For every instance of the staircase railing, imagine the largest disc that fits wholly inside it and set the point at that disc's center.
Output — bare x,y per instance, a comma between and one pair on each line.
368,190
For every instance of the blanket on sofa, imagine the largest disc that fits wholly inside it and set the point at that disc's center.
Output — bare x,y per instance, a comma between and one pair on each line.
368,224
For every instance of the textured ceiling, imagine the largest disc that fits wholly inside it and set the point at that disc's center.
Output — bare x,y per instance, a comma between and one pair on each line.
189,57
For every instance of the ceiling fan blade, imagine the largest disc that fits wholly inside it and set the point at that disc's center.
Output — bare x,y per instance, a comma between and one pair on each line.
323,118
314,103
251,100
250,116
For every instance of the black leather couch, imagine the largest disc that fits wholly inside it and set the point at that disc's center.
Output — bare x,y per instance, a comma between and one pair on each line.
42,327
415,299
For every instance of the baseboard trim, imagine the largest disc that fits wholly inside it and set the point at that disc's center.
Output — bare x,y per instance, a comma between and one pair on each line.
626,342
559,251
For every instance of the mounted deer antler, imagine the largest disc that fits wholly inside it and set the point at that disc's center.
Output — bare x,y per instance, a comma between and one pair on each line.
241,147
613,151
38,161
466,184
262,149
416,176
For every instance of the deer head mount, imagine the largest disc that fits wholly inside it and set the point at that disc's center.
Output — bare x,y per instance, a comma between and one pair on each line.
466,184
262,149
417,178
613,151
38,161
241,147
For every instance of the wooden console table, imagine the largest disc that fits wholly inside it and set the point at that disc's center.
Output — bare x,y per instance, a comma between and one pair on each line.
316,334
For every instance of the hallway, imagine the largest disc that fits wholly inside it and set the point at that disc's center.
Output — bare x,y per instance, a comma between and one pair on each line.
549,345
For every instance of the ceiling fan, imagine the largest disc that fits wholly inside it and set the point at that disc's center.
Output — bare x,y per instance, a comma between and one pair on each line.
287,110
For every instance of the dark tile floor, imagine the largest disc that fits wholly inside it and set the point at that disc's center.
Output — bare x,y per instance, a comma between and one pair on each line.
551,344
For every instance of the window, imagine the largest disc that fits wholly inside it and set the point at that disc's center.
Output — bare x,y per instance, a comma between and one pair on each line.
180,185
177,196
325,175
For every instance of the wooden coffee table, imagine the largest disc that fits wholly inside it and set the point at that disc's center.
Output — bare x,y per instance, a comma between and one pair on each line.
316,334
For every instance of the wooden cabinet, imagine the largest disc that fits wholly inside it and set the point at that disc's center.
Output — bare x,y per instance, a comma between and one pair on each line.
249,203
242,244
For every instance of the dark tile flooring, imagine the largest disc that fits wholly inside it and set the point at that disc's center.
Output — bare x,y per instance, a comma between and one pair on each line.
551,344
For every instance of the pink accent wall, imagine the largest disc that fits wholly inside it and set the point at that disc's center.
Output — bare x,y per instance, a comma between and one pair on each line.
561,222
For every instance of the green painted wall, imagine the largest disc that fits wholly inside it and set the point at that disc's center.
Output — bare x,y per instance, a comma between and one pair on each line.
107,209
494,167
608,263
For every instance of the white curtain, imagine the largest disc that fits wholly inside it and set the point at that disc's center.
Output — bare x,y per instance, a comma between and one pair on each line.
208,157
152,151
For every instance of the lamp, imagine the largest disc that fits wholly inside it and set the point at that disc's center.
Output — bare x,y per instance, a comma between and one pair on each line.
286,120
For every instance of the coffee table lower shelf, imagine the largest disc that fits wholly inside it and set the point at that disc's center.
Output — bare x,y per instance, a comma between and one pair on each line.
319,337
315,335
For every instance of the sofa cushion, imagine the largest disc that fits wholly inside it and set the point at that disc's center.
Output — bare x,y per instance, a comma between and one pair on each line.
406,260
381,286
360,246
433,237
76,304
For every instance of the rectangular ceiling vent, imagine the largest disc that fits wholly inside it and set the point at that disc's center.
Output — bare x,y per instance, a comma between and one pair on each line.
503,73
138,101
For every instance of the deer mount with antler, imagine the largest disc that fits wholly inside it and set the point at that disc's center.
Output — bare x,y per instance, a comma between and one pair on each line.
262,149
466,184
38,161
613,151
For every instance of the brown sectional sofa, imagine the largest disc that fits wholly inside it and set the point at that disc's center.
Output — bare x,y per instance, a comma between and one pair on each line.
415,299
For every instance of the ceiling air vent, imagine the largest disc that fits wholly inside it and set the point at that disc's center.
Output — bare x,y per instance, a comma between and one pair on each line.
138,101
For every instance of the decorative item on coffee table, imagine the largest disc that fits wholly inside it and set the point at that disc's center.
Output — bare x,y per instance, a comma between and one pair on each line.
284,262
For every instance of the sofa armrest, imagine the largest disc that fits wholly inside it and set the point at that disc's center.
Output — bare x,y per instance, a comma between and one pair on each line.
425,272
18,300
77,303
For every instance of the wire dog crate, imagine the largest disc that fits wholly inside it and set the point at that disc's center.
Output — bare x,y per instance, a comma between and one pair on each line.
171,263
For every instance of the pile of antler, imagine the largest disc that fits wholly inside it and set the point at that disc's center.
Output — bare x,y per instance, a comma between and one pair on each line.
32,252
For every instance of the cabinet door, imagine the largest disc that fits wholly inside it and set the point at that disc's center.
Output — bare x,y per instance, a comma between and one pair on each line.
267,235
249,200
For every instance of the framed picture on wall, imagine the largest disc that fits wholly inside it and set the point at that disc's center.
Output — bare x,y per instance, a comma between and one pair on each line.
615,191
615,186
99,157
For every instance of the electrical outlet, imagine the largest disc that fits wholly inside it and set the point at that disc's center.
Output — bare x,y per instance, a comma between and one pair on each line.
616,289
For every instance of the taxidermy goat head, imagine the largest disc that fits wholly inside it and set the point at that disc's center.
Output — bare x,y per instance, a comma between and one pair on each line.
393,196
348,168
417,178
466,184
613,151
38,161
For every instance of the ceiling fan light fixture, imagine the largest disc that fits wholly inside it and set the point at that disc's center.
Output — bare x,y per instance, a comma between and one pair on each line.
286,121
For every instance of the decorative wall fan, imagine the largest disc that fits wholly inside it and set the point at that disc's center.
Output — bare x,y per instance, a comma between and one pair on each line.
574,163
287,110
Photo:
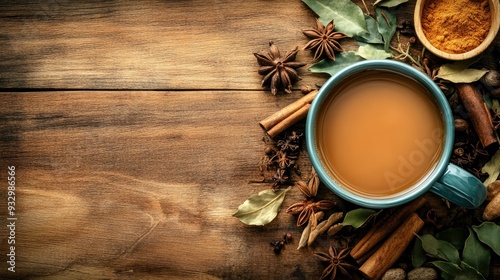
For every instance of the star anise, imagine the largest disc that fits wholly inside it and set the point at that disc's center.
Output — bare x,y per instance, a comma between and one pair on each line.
324,40
336,262
307,208
432,72
278,71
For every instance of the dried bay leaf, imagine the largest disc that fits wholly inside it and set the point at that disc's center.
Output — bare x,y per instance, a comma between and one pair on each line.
357,217
386,26
492,167
451,271
260,209
373,36
476,254
488,233
342,60
373,52
347,16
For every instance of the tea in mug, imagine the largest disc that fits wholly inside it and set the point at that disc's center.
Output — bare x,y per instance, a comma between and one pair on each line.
379,133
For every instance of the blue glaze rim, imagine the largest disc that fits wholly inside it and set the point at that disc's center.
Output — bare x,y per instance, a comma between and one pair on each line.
397,199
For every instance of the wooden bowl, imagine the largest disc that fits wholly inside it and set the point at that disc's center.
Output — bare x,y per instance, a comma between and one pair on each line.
495,24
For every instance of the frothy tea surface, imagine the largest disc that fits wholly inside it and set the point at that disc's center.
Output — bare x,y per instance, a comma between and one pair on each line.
379,133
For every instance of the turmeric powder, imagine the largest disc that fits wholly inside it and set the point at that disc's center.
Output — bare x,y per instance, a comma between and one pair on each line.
456,26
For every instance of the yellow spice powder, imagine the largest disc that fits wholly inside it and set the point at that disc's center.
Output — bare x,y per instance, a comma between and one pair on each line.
456,26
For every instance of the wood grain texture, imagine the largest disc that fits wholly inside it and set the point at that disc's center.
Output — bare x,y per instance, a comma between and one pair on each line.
133,126
115,184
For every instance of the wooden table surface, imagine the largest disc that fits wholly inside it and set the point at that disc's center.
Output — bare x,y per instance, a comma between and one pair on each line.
133,128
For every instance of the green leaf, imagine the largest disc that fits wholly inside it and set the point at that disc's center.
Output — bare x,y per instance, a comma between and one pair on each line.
454,236
347,16
342,60
418,254
373,36
492,167
260,209
357,217
372,52
389,3
451,271
439,248
458,72
488,233
386,25
476,254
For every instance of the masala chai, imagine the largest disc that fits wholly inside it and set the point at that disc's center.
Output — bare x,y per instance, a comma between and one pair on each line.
379,133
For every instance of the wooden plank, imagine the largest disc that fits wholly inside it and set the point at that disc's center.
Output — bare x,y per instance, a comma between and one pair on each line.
136,184
148,44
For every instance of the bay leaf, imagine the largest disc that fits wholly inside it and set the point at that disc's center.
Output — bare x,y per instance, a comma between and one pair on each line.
342,60
439,248
347,16
418,257
458,72
476,254
488,233
492,167
373,36
389,3
451,271
455,236
370,51
357,217
260,209
386,26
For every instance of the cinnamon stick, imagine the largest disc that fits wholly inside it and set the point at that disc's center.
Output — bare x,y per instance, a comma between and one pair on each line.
274,119
479,114
384,227
392,248
289,121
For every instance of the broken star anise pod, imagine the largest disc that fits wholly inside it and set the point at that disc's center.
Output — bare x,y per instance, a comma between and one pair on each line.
336,262
278,71
307,208
324,40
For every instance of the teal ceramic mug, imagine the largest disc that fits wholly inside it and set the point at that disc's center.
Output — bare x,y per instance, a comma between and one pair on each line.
444,179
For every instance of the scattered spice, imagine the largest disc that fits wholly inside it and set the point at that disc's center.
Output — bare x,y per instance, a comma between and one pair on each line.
406,27
336,262
324,40
456,26
480,116
278,71
287,116
307,208
461,125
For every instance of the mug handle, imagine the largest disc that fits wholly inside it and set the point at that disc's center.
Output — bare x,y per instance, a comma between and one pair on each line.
460,187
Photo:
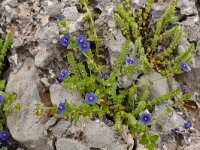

------------------------

Pull out every line of the items above that contains the word "decorative". Copy each such line in full.

§ **Complete response**
For every instance of the decorative item on coffee table, imagine the largest disc that fits wholly inside it and set the point at that disc's center.
For every instance of the decorative wall fan, imagine the largest disc that fits wholly inside it and set the point at that disc's center.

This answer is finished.